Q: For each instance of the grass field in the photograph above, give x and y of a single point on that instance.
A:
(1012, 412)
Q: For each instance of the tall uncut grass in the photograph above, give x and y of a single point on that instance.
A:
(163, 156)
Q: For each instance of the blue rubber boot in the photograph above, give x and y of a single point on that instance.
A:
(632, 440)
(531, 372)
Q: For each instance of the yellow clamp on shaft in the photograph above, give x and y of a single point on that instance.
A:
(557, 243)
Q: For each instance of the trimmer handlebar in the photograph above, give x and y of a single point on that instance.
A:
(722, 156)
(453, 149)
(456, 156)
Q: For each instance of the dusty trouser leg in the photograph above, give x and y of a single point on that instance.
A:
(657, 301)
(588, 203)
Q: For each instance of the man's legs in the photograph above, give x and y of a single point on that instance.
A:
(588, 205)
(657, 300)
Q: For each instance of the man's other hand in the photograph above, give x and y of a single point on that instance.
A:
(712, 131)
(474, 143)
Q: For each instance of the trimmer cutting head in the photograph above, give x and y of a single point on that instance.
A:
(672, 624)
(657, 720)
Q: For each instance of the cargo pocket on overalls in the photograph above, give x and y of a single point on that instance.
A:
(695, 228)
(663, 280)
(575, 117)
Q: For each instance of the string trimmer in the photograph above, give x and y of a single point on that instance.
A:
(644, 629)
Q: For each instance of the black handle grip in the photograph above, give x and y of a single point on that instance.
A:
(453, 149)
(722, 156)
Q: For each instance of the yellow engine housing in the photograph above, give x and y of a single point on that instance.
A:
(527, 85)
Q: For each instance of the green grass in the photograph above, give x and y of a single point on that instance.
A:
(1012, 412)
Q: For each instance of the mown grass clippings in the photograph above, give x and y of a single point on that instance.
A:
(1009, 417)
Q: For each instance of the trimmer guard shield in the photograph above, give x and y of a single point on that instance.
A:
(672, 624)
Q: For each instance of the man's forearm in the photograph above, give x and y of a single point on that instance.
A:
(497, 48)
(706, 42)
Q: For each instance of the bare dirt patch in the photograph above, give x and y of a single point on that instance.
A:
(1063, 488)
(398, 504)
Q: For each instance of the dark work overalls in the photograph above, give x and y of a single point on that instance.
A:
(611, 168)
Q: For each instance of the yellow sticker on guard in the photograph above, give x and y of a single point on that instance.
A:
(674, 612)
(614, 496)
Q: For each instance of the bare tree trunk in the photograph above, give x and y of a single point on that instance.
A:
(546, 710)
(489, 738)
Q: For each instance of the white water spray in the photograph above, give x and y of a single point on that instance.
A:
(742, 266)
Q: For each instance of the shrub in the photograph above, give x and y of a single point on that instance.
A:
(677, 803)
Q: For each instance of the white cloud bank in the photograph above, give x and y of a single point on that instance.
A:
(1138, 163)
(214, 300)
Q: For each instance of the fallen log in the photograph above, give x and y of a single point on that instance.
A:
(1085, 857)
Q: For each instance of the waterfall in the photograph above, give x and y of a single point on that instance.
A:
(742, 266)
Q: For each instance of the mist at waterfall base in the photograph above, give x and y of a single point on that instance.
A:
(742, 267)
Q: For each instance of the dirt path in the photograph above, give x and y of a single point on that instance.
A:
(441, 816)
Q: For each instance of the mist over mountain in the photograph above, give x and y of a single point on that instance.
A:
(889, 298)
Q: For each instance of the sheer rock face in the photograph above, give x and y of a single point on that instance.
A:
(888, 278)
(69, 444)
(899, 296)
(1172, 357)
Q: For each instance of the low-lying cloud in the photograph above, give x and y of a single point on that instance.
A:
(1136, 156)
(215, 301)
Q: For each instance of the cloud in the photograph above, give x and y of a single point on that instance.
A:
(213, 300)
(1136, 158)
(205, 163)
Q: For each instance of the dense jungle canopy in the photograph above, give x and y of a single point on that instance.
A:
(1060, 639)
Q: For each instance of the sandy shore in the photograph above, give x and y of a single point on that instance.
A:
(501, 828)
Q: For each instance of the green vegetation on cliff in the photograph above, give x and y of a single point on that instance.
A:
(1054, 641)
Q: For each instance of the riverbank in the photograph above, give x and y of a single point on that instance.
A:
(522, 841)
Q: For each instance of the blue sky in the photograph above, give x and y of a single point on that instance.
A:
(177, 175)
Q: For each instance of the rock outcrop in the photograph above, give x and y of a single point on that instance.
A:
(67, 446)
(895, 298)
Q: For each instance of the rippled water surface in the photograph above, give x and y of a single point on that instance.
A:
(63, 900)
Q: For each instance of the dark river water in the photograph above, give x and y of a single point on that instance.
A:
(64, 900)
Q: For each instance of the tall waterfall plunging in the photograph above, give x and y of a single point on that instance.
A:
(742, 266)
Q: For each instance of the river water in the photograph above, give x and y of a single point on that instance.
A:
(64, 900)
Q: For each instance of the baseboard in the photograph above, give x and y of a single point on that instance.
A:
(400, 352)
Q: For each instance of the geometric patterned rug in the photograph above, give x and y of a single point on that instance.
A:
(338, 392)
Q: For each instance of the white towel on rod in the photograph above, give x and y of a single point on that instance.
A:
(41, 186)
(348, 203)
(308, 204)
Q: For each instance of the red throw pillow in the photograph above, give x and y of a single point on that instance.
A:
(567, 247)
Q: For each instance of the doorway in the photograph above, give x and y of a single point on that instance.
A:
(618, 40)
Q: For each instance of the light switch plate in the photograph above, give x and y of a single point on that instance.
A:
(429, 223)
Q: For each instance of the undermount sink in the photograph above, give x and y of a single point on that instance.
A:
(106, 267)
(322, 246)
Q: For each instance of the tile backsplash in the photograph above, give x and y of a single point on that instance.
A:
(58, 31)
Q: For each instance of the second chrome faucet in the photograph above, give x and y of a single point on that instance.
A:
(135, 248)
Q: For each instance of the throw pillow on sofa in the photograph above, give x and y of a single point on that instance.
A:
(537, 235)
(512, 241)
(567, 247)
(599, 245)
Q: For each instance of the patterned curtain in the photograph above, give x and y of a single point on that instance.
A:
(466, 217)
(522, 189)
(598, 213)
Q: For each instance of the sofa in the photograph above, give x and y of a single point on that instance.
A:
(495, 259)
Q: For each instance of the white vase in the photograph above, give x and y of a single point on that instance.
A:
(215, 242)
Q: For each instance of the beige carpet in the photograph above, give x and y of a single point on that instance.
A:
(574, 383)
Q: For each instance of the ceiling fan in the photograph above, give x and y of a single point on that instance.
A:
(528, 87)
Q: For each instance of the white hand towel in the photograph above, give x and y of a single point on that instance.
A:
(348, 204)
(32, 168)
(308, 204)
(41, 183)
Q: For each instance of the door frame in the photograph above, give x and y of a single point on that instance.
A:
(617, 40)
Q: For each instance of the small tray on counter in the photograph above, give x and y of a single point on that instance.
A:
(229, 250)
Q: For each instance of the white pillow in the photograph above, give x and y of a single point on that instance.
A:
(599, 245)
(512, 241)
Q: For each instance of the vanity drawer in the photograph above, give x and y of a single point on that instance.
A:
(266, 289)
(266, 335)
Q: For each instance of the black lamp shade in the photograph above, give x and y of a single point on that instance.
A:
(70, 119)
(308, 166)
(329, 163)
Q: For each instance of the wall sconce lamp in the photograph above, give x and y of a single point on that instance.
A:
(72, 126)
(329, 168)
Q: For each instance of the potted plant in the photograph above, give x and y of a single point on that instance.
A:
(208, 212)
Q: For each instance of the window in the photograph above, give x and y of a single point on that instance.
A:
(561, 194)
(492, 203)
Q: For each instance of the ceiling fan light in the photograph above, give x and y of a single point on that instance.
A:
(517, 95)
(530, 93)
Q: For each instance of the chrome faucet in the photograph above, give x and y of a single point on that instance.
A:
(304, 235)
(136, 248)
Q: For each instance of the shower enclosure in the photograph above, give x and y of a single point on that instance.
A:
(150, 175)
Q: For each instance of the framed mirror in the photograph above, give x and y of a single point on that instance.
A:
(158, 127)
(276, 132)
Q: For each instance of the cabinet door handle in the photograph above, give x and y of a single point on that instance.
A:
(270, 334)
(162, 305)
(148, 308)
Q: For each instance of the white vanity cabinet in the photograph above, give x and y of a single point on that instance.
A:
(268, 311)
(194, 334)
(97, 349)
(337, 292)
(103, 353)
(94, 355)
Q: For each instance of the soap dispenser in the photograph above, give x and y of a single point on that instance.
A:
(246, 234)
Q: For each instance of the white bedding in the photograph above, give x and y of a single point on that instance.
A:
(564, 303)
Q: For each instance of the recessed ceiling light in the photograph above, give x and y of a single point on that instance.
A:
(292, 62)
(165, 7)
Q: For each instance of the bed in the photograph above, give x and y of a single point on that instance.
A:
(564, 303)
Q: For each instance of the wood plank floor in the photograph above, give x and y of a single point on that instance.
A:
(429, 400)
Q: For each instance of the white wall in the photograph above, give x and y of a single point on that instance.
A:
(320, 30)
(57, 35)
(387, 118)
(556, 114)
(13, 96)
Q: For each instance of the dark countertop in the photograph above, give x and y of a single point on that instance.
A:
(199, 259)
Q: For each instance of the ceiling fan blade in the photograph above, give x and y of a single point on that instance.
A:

------------

> _Problem statement_
Each line from the one containing "Q: For each instance of the wood" through the end of the entries, both included, is to be returned exactly, with no other lines.

> _Expected answer_
Q: For each instance of the wood plank floor in the photograph above, give x and y of a single point on that instance.
A:
(429, 400)
Q: For each instance of the white wall in the photograph above, give x and y of a single point on that instance.
A:
(320, 30)
(57, 35)
(387, 118)
(556, 114)
(13, 96)
Q: For each instance of the dark countertop in the photograph above, give x and y of a single point on that instance.
A:
(199, 259)
Q: For each instance of the ceiling fan blade in the photograph above, give x and y of a single point on that instance.
A:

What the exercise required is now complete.